>> begin Task data
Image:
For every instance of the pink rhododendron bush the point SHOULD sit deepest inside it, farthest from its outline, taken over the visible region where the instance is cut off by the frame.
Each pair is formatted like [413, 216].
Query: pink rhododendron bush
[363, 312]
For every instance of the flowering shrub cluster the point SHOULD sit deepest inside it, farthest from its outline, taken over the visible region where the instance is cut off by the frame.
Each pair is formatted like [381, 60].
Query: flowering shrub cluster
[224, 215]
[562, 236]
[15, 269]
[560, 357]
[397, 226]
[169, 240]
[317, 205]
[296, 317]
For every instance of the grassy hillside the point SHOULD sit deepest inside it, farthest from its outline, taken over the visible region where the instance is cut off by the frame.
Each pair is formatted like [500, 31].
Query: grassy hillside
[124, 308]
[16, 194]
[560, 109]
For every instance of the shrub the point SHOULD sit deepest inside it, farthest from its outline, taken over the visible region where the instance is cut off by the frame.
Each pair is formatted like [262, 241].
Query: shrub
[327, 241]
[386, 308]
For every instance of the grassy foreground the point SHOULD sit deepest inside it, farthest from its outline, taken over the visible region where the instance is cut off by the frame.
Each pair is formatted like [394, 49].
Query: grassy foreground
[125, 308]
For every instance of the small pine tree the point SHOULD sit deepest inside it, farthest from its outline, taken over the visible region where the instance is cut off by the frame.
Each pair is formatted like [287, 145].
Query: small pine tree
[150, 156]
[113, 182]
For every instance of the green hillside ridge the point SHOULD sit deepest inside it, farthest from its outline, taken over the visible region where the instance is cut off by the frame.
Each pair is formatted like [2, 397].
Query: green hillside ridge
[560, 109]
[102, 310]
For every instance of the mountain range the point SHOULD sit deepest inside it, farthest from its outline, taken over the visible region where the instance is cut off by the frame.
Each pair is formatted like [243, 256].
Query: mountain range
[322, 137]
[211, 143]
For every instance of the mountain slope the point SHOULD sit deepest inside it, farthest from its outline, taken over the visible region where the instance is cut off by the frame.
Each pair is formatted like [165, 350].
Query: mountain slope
>> end Task data
→ Required work:
Print out the whole listing exactly as it appears.

→ Written response:
Image:
For every instance of the pink rhododendron bush the point SHOULD sit deepest inside it, farthest from its outline, taken over the visible region where the instance is cut off by the frame.
Each pair is formatted like [413, 216].
Query: pink rhododendron bush
[363, 312]
For every instance of the flowering shrub cluster the point SHOULD sit deepest inside it, farthest from its outline, taken over the visible region where the instance is cut off by the frame.
Each pair is formatted like [381, 60].
Query: flowering shrub cluster
[224, 215]
[562, 236]
[15, 269]
[560, 357]
[397, 226]
[169, 240]
[317, 205]
[296, 317]
For every instance of the grassy hillside the point SHOULD sit deepest inside it, farthest from its outline, taken over the visible region where the instance is cut off by the frame.
Each pair is formatted like [500, 31].
Query: grassy hillside
[124, 308]
[16, 194]
[560, 109]
For every instance of the shrub the point SHOULD sit deepest inside it, farthest from its outline, taken over the visible region where the instance is cut off by the frame.
Each pair is formatted like [262, 241].
Query: shrub
[327, 241]
[386, 308]
For every instance of the grassy foreground the point SHOULD sit deepest inside it, farthest from its outline, taken over the visible region where the instance is cut off by the frame.
Each pair is formatted like [394, 49].
Query: grassy foreground
[125, 308]
For every instance of the small pine tree the point SHOULD sit deepest inside it, farthest from its outline, taken over the visible region where the instance is cut off by the frame.
Each pair is formatted like [287, 145].
Query: small pine tree
[150, 156]
[113, 182]
For every instance of the green hillside ridge the point SHOULD sit deepest inside it, farthest from its outline, taken over the visible region where the instance is cut off by the frame.
Each pair is formatted like [2, 397].
Query: green hillside ridge
[560, 109]
[102, 310]
For every instance of the mountain range the point SHOULD sit deepest inside it, farthest from its outline, taken over the visible region where the instance is cut off by the frame.
Each pair is formatted like [243, 256].
Query: mountain range
[322, 137]
[211, 143]
For every instance of the mountain slope the point SHOULD sit deepest inside it, farthest from its outline, taken over the visible region where the instance is cut off by the frame.
Each pair is formatted like [165, 350].
Query: mountain slope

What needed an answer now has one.